== Exercise goal ==
Retype each of the entries below exactly as written.
———
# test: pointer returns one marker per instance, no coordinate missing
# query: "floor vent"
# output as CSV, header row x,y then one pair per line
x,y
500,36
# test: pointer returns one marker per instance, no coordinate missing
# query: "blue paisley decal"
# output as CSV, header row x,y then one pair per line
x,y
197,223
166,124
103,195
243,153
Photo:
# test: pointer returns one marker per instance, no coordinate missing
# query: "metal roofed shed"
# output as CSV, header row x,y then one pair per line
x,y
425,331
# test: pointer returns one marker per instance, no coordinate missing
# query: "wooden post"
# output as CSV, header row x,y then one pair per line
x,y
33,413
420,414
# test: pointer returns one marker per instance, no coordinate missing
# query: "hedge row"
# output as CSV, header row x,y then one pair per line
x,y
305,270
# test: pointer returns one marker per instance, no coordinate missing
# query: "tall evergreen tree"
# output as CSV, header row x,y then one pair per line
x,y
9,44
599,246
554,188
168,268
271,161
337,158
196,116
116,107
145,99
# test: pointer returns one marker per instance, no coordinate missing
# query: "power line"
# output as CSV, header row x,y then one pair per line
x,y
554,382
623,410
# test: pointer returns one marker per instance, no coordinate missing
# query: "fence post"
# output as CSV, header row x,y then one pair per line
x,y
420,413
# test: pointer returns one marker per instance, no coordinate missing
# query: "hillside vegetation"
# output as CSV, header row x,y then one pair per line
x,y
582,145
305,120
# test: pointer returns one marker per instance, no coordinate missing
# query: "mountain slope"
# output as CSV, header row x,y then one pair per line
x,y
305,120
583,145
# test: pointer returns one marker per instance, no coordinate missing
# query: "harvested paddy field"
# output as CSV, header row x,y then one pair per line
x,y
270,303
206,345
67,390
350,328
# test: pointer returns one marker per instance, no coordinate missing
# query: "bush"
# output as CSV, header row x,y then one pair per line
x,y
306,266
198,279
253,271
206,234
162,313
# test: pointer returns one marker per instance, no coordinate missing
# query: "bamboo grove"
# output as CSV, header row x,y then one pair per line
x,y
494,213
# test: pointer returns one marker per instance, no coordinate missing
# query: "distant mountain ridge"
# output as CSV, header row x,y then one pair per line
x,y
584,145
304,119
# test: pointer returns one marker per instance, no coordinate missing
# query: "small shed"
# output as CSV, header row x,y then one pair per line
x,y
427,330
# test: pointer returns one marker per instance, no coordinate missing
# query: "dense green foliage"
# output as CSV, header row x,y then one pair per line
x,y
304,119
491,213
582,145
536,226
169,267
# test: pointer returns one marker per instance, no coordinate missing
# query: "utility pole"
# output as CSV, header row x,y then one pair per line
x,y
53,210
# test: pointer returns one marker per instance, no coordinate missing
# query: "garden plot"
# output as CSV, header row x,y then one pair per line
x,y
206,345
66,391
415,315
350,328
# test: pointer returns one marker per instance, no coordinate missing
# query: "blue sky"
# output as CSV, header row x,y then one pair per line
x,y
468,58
———
== Result of this exercise ==
# test: pointer returns one marker per instance, no coordinate missing
# query: "floor vent"
# output as CSV, header row x,y then one pair per line
x,y
500,36
# test: pointer returns one marker per instance, no coordinate missing
# query: "blue paisley decal"
# output as CSV, header row x,y then one pair per line
x,y
197,223
166,124
103,195
243,153
Photo:
# test: pointer returns one marker per instance, no coordinate missing
# query: "metal roofed shed"
# output as CSV, header row x,y then one pair per line
x,y
425,331
# test: pointer returns one marker per instance, no coordinate missing
# query: "wooden post"
# output as CSV, header row x,y then one pair per line
x,y
33,413
420,414
# test: pointer returns one marker per instance, no coordinate missing
# query: "hedge row"
# output as CSV, header row x,y then one pair per line
x,y
305,270
# test: pointer returns one marker per instance, no coordinate missing
# query: "tall evergreen tree"
# output as CSV, header row x,y then one pair per line
x,y
9,44
599,246
554,188
168,268
271,161
337,158
196,116
116,107
145,99
# test: pointer returns one marker per instance, no coordinate missing
# query: "power line"
# output as CSV, header row x,y then one pair per line
x,y
554,382
623,410
# test: pointer returns one marker per instance, no coordinate missing
# query: "fence post"
# output as CSV, header row x,y then one pair per line
x,y
420,413
# test: pointer returns one marker per instance, no coordinate missing
# query: "hillside vegetation"
# output as CSV, header row x,y then one pair per line
x,y
582,145
305,120
# test: pointer returns one marker per instance, no coordinate missing
# query: "mountain slope"
# output as CSV, header row x,y then one pair per line
x,y
305,120
583,145
# test: pointer returns one marker per instance, no coordinate missing
# query: "harvested paddy field"
# output as CSV, header row x,y then one pair per line
x,y
270,303
206,345
67,390
350,328
# test: pointer returns one marker per instance, no coordinate missing
# query: "bush"
# output as CSV, header row x,y then one pair per line
x,y
306,266
198,279
253,271
206,234
162,313
# test: pointer returns one marker per instance, no coordinate missing
# query: "bamboo grove"
# output as CSV, header row x,y then one pair per line
x,y
494,213
# test: pointer returns one marker per instance, no coordinate missing
# query: "distant mountain ridge"
# output as CSV, header row x,y then one pair per line
x,y
584,145
304,119
# test: pointer returns one marker per instance, no coordinate missing
# query: "small shed"
# output as CSV, header row x,y then one pair per line
x,y
427,330
# test: pointer returns one marker per instance, no coordinate missing
# query: "dense green foliage"
# output as CSV, header row x,y then one pair per line
x,y
304,119
491,213
582,145
536,226
169,267
# test: pointer returns one marker per instance, no coordinate missing
# query: "utility pole"
# output as CSV, header row x,y then one pair per line
x,y
53,210
# test: pointer returns one marker per instance, no coordinate missing
# query: "garden plot"
# output as CSV, header row x,y then one pair per line
x,y
206,345
66,391
415,315
350,328
# test: pointer returns one marker per instance, no coordinate missing
# query: "blue sky"
# output as CSV, header row x,y then one pair per line
x,y
468,58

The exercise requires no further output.